• **What you will do**
Without including any images, repeat the data exactly.

Records from a data collection:

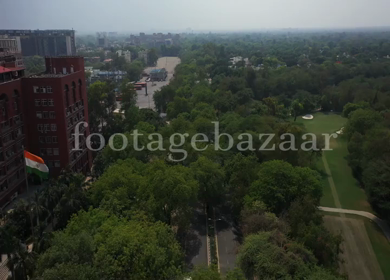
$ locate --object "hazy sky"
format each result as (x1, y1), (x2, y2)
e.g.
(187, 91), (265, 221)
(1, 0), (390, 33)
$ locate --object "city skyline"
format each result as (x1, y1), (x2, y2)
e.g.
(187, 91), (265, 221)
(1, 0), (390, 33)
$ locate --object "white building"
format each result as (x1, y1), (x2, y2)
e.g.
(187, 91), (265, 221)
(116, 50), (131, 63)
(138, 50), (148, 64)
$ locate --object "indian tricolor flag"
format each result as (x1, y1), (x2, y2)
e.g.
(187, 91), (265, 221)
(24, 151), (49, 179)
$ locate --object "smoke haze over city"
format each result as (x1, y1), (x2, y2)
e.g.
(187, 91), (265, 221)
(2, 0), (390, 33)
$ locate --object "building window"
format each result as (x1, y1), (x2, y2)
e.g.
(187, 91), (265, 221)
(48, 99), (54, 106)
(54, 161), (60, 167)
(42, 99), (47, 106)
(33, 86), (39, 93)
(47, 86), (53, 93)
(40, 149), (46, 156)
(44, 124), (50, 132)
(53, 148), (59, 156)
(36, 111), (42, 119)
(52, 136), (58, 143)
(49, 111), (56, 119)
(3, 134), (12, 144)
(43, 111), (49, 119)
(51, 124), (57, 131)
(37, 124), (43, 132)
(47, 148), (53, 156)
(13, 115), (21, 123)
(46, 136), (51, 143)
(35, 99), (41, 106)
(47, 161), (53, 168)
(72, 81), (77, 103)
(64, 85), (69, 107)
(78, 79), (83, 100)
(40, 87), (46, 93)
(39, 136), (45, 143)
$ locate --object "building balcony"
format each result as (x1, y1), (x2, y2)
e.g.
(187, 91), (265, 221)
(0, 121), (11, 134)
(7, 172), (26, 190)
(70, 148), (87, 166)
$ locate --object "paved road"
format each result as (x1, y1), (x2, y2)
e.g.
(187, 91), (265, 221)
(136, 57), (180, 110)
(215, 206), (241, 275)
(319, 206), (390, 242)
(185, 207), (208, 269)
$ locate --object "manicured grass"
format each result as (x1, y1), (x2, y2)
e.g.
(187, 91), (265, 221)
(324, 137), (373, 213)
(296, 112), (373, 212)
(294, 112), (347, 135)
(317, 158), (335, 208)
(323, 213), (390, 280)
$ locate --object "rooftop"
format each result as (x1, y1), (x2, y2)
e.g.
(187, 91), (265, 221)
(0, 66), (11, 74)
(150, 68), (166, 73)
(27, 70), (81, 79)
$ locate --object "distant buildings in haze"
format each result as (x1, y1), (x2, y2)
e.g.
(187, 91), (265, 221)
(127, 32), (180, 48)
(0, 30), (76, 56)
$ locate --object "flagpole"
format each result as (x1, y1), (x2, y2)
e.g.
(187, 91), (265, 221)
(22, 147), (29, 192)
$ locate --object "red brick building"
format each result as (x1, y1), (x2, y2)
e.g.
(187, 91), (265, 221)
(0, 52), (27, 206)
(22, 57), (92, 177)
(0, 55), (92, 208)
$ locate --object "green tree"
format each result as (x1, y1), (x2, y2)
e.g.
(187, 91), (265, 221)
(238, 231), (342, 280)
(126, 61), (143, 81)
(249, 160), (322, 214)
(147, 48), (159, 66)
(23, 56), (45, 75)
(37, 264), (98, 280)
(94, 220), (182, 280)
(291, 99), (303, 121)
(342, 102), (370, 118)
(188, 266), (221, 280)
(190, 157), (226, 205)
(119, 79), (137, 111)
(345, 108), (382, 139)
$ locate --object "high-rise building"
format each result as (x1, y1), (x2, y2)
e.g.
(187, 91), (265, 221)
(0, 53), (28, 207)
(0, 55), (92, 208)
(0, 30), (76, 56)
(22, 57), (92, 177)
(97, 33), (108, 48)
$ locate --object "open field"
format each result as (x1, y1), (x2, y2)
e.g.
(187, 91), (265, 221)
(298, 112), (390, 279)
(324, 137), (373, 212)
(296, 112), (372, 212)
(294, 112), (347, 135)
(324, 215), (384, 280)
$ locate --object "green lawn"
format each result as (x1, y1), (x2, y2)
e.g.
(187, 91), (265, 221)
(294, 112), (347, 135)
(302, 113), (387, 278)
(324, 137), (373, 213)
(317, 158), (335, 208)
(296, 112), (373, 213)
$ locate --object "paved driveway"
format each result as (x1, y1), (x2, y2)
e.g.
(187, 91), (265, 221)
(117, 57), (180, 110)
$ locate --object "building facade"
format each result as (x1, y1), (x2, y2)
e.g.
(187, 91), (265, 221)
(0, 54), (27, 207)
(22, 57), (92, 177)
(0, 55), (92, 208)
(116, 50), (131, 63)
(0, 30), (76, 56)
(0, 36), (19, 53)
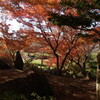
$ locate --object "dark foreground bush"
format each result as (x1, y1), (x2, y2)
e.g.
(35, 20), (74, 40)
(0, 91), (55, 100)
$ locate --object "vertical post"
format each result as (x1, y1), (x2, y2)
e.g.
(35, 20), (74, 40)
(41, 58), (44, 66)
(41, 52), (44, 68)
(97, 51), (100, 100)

• **Expected output**
$ locate --object "hazy sky"
format each result as (x1, y1), (x2, y2)
e.g.
(187, 91), (265, 221)
(1, 0), (390, 33)
$ locate --object "city skyline"
format each result as (x1, y1), (x2, y2)
e.g.
(187, 91), (265, 221)
(1, 0), (390, 33)
$ locate --object "white building"
format each result as (x1, y1), (x2, y2)
e.g.
(187, 91), (265, 221)
(116, 50), (131, 63)
(138, 50), (148, 64)
$ locate --object "indian tricolor flag"
format each result as (x1, y1), (x2, y2)
e.g.
(187, 91), (265, 221)
(24, 151), (49, 179)
$ locate --object "smoke haze over city"
format each result as (x1, y1), (x2, y2)
e.g.
(187, 91), (265, 221)
(2, 0), (390, 33)
$ locate --object "building window"
format each result as (x1, y1), (x2, y2)
e.g.
(187, 91), (265, 221)
(48, 99), (54, 106)
(54, 161), (60, 167)
(42, 99), (47, 106)
(33, 86), (39, 93)
(47, 86), (53, 93)
(40, 149), (46, 156)
(44, 124), (50, 132)
(53, 148), (59, 156)
(36, 111), (42, 119)
(52, 136), (58, 143)
(49, 111), (56, 119)
(3, 134), (12, 144)
(43, 111), (49, 119)
(51, 124), (57, 131)
(37, 124), (43, 132)
(47, 148), (53, 156)
(13, 115), (21, 123)
(46, 136), (51, 143)
(35, 99), (41, 106)
(47, 161), (53, 168)
(72, 81), (77, 103)
(64, 85), (69, 107)
(78, 79), (83, 100)
(40, 87), (46, 93)
(39, 136), (45, 143)
$ locate --object "building balcony"
format each result as (x1, y1), (x2, y2)
e.g.
(187, 91), (265, 221)
(0, 121), (11, 134)
(7, 172), (26, 190)
(70, 148), (87, 166)
$ locate --object "paved road"
format each result as (x1, y1), (x2, y2)
e.g.
(187, 91), (265, 221)
(136, 57), (180, 110)
(215, 206), (241, 275)
(319, 206), (390, 242)
(185, 207), (208, 269)
$ locate --object "manicured grass"
format each result as (x1, y1), (x2, y2)
e.g.
(187, 91), (265, 221)
(324, 137), (373, 213)
(296, 112), (373, 212)
(294, 112), (347, 135)
(317, 158), (335, 208)
(323, 213), (390, 280)
$ locate --object "rooftop"
format each result as (x1, y1), (x2, y2)
e.g.
(187, 91), (265, 221)
(0, 66), (11, 74)
(150, 68), (166, 73)
(27, 70), (81, 79)
$ locate --object "distant buildings in haze"
format each result as (x1, y1), (x2, y2)
e.g.
(187, 91), (265, 221)
(127, 32), (180, 48)
(0, 30), (76, 56)
$ locate --object "flagpole"
format each result as (x1, y1), (x2, y2)
e.g.
(187, 91), (265, 221)
(22, 147), (29, 192)
$ locate --object "red brick building"
format each result as (x1, y1), (x2, y2)
e.g.
(187, 91), (265, 221)
(0, 52), (27, 206)
(22, 57), (92, 177)
(0, 55), (92, 208)
$ locate --object "green tree"
format each result as (x1, y1), (x2, y2)
e.g.
(187, 91), (265, 221)
(238, 231), (342, 280)
(126, 61), (143, 81)
(249, 160), (322, 214)
(147, 48), (159, 66)
(23, 56), (45, 75)
(37, 264), (98, 280)
(94, 220), (182, 280)
(291, 99), (303, 121)
(342, 102), (370, 118)
(188, 266), (221, 280)
(190, 157), (226, 205)
(119, 79), (137, 111)
(345, 108), (382, 139)
$ locate --object "high-rise building"
format each result as (x1, y1), (x2, y2)
e.g.
(187, 91), (265, 221)
(0, 53), (28, 207)
(0, 55), (92, 208)
(0, 30), (76, 56)
(22, 57), (92, 177)
(97, 33), (108, 48)
$ locate --object "open field"
format each result as (x1, y1), (x2, y2)
e.g.
(187, 91), (265, 221)
(298, 112), (390, 279)
(324, 137), (373, 212)
(296, 112), (372, 212)
(294, 112), (347, 135)
(324, 215), (384, 280)
$ locate --object "green lawn"
format each result as (x1, y1), (x2, y2)
e.g.
(187, 91), (265, 221)
(294, 112), (347, 135)
(302, 113), (387, 278)
(324, 137), (373, 213)
(317, 158), (335, 208)
(296, 112), (373, 213)
$ locate --object "paved driveway"
format each result as (x1, y1), (x2, y2)
e.g.
(187, 91), (265, 221)
(117, 57), (180, 110)
$ locate --object "building facade"
format each result as (x1, y1), (x2, y2)
e.g.
(187, 91), (265, 221)
(0, 54), (27, 207)
(22, 57), (92, 177)
(0, 55), (92, 208)
(116, 50), (131, 63)
(0, 30), (76, 56)
(0, 36), (19, 53)
$ locate --object "dark foreground bush"
format each result as (x1, y1), (x2, y2)
e.g.
(35, 20), (74, 40)
(0, 91), (55, 100)
$ locate --object "vertical post"
format each result as (x1, y1), (x2, y2)
e.g.
(35, 20), (74, 40)
(41, 58), (44, 66)
(41, 52), (44, 68)
(97, 51), (100, 100)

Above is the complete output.